YOUR GOAL =
Once you find the line containing "Where can the setting", output it and every line after it to the end of the records, exactly.

-*-

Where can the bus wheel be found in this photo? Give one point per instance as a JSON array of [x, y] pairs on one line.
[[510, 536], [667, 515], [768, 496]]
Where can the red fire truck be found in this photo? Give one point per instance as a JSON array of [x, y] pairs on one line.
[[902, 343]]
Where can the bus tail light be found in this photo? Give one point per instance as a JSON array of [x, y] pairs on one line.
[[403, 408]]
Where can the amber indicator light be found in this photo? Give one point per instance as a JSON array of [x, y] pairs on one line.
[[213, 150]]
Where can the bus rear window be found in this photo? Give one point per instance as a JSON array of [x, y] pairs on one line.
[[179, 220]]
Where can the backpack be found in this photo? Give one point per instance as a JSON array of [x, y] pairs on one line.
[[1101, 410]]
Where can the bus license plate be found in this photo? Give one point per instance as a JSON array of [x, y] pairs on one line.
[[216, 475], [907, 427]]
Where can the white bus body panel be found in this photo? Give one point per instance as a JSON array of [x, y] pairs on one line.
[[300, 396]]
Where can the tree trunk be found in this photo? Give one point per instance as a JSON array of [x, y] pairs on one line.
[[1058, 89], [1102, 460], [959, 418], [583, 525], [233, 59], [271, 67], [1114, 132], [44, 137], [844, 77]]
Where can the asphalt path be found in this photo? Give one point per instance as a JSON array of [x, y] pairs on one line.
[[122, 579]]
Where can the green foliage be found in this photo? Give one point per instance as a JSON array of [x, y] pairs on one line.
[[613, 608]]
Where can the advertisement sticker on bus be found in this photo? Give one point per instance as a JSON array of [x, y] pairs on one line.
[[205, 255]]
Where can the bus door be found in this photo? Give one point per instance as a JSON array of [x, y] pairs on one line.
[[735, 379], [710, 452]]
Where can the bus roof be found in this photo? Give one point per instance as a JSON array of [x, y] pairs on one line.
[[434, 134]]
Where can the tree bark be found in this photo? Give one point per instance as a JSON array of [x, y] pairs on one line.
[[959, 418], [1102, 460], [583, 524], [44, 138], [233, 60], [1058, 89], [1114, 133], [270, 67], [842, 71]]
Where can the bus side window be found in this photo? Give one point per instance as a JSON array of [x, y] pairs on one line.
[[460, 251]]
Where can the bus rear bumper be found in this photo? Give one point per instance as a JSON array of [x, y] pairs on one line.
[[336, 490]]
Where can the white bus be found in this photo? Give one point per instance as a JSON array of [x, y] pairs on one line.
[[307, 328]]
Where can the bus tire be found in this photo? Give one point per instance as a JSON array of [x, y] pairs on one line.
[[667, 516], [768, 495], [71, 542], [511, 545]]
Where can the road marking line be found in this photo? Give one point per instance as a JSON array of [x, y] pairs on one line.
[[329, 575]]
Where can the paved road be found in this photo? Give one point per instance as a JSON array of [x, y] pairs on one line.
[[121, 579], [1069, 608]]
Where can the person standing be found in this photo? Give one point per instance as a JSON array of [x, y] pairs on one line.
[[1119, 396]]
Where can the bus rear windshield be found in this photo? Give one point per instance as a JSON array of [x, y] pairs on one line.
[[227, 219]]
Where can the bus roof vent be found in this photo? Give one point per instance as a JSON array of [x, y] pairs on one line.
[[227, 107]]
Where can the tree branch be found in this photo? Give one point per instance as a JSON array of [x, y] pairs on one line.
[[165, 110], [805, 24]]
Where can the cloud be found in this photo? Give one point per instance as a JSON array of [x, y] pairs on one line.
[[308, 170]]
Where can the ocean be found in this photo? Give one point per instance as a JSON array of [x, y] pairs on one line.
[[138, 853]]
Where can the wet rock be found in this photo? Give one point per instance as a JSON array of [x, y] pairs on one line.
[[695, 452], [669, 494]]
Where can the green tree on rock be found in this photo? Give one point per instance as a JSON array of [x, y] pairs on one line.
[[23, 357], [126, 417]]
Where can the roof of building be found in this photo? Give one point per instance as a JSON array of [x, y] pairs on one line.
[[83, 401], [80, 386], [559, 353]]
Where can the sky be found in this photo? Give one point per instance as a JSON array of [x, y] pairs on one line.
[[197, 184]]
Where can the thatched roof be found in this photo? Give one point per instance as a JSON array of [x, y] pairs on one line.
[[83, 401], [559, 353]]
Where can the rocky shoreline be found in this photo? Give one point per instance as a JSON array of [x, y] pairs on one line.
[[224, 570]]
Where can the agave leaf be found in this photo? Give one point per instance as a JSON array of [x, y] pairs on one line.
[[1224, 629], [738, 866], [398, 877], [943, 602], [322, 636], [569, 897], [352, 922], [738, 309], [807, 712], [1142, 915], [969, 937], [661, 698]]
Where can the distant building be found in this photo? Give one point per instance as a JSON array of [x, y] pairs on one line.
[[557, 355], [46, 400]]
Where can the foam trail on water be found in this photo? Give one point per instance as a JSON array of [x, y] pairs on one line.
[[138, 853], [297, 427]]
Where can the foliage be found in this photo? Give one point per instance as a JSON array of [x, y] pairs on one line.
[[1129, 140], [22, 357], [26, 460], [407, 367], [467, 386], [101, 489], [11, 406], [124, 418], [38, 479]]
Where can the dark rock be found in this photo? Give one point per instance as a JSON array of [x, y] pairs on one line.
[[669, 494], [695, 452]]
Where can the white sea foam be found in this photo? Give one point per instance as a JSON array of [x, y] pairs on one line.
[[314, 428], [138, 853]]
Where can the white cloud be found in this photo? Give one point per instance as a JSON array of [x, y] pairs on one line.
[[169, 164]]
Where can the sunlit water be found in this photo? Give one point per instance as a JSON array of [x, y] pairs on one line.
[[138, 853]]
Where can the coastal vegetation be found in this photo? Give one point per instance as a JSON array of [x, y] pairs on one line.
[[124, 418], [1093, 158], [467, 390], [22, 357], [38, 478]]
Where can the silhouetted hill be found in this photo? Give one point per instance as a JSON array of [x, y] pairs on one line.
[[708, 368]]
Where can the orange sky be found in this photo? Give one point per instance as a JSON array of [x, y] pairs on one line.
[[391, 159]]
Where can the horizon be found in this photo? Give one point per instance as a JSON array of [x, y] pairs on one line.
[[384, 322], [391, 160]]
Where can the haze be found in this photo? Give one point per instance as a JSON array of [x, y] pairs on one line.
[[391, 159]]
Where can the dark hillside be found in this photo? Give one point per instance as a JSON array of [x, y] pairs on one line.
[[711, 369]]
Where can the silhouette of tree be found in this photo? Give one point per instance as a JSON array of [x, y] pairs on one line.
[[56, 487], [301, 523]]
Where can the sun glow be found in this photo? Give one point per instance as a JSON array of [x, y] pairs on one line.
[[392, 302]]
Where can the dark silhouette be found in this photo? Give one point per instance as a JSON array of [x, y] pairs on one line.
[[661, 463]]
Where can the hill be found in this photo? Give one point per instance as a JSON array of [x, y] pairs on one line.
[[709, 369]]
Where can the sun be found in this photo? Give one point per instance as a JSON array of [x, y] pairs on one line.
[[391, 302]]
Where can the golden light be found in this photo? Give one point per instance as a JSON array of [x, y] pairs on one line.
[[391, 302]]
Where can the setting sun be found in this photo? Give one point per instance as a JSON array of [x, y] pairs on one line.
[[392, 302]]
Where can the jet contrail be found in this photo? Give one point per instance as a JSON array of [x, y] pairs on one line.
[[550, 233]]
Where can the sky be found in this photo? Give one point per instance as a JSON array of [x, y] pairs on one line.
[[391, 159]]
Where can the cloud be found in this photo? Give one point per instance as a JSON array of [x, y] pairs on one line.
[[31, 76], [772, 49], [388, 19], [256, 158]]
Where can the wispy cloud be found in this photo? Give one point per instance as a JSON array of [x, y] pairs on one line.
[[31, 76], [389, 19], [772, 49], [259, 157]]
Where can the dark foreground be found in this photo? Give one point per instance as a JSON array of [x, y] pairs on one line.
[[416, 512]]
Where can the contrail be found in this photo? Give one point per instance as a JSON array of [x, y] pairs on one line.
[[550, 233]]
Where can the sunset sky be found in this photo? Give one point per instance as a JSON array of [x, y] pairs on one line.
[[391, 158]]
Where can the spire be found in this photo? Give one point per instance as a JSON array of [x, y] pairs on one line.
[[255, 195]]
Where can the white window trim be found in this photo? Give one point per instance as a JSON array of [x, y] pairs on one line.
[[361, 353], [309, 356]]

-*-

EXERCISE ANSWER =
Where can the setting sun be found in this photo? Give one point per instance as a JSON array of [x, y] pairs on one line.
[[392, 302]]
Where can the jet contrail be found in this photo? Give one point per instance as a JSON array of [x, y] pairs on one line.
[[550, 233]]
Where can the sky be found in this photo? Give one point per instance as a JSON array of [x, y] pairs on one line.
[[391, 159]]
Where can the cloud be found in this photo? Give one point per instance as a JSON array of [x, y] pairs on one line.
[[31, 76], [772, 49], [388, 19], [256, 158]]
Where can the wispy cloud be found in this photo? Give one point per instance as a JSON array of [x, y] pairs on one line.
[[31, 76], [389, 19], [772, 49], [259, 157]]
Where can the dark foreground be found in this photo? Give one point per instance as a JSON array of [x, y] pairs on one line.
[[416, 512]]
Where can the contrail be found in this photo? Give one point per instance as a JSON array of [x, y] pairs on one line.
[[550, 233]]
Where can the sunset sky be found in this photo? Give one point per instance as a JSON array of [x, y] pairs on one line.
[[391, 158]]
Where can the spire be found in this photo? Give one point per instance as a JSON array of [x, y] pairs on one line.
[[255, 195]]
Where can the white window trim be found in this photo? Give one point per instance as a JSON array of [x, y] pairs on one line.
[[361, 353], [309, 356]]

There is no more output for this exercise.